Text excerpt →
------
The truth is, America’s lurch toward widening inequality can be reversed. But doing so will require bold political steps.
At the least, the rich must pay higher taxes in order to pay for better-quality education for kids from poor and middle-class families. Labor unions must be strengthened, especially in lower-wage occupations, in order to give workers the bargaining power they need to get better pay. And the minimum wage must be raised.
Don’t listen to the right-wing lies about inequality. Know the truth, and act on it.
Considering NZ’s lurch down the same ideological path over the last 30 years the same can be said of NZ.
Labour’s yellow peril is a myth and fabrication according to Auckland City Council, which says “Auckland Council has revealed how many of its rates bills are sent overseas. Of the 535,057 rates bills sent out, 5617 or 1.05% are sent overseas – 2885 to Australia and 2732 to the rest of the world.” http://www.nbr.co.nz/article/few-council-rates-bills-going-overseas-sl-p-175906
This is pretty solid evidence that the whole “foreigners are pushing up prices” idea is nothing but xenophobic scapegoating. For that to be true but only 1.1% of rates bills going overseas would require virtually every foreign buyer to be using a local agent. Occam’s Razor applies, the simpler explanation is that foreign ownership is just not that high.
Not that mere logic is going to convince those who really want this to be true, of course.
…would require virtually every foreign buyer to be using a local agent.
What is so surprising about that? I knew a number of local landlords in my apartment building (60 apartments – 10 owners occupier) when I was active in the body corporate less than 10 years ago. Less than 10% of the landlords did not use an agent. All the ones from off-shore did. Using agents like Crockers or Barfoots or Quinovic is the norm rather than the exception.
------
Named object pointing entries
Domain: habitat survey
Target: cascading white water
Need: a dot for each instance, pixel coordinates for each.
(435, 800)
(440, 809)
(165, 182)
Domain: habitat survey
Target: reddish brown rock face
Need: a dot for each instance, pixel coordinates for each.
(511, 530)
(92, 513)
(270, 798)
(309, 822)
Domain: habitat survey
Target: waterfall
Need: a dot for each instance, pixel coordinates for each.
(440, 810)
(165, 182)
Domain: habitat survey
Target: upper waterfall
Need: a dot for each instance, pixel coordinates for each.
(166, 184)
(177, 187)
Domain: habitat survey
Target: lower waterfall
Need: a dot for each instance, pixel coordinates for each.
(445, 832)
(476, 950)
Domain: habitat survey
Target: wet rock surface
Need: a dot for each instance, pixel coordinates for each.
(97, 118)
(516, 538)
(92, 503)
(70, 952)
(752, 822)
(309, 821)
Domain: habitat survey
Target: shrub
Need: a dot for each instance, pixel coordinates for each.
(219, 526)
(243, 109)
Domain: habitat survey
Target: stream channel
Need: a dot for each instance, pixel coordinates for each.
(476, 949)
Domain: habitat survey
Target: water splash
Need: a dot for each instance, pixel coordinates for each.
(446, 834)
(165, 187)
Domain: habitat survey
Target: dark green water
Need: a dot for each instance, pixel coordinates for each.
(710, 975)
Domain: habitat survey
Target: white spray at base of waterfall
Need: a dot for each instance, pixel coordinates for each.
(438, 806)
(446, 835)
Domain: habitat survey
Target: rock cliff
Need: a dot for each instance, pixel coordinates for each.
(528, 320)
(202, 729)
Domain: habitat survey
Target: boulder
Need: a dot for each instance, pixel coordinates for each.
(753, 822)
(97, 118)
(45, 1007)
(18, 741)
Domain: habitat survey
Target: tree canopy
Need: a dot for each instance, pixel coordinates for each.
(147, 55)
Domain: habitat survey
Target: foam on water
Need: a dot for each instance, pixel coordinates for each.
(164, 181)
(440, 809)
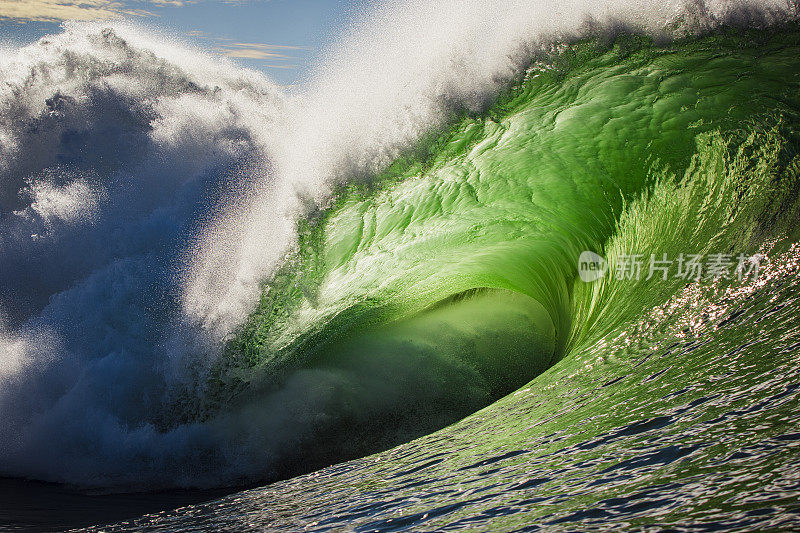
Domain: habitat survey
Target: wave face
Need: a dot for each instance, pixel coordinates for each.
(211, 281)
------
What is expected →
Write out the comments on inequality and foreign house buyers again in full, word for word.

Correct answer →
The truth is, America’s lurch toward widening inequality can be reversed. But doing so will require bold political steps.
At the least, the rich must pay higher taxes in order to pay for better-quality education for kids from poor and middle-class families. Labor unions must be strengthened, especially in lower-wage occupations, in order to give workers the bargaining power they need to get better pay. And the minimum wage must be raised.
Don’t listen to the right-wing lies about inequality. Know the truth, and act on it.
Considering NZ’s lurch down the same ideological path over the last 30 years the same can be said of NZ.
Labour’s yellow peril is a myth and fabrication according to Auckland City Council, which says “Auckland Council has revealed how many of its rates bills are sent overseas. Of the 535,057 rates bills sent out, 5617 or 1.05% are sent overseas – 2885 to Australia and 2732 to the rest of the world.” http://www.nbr.co.nz/article/few-council-rates-bills-going-overseas-sl-p-175906
This is pretty solid evidence that the whole “foreigners are pushing up prices” idea is nothing but xenophobic scapegoating. For that to be true but only 1.1% of rates bills going overseas would require virtually every foreign buyer to be using a local agent. Occam’s Razor applies, the simpler explanation is that foreign ownership is just not that high.
Not that mere logic is going to convince those who really want this to be true, of course.
…would require virtually every foreign buyer to be using a local agent.
What is so surprising about that? I knew a number of local landlords in my apartment building (60 apartments – 10 owners occupier) when I was active in the body corporate less than 10 years ago. Less than 10% of the landlords did not use an agent. All the ones from off-shore did. Using agents like Crockers or Barfoots or Quinovic is the norm rather than the exception.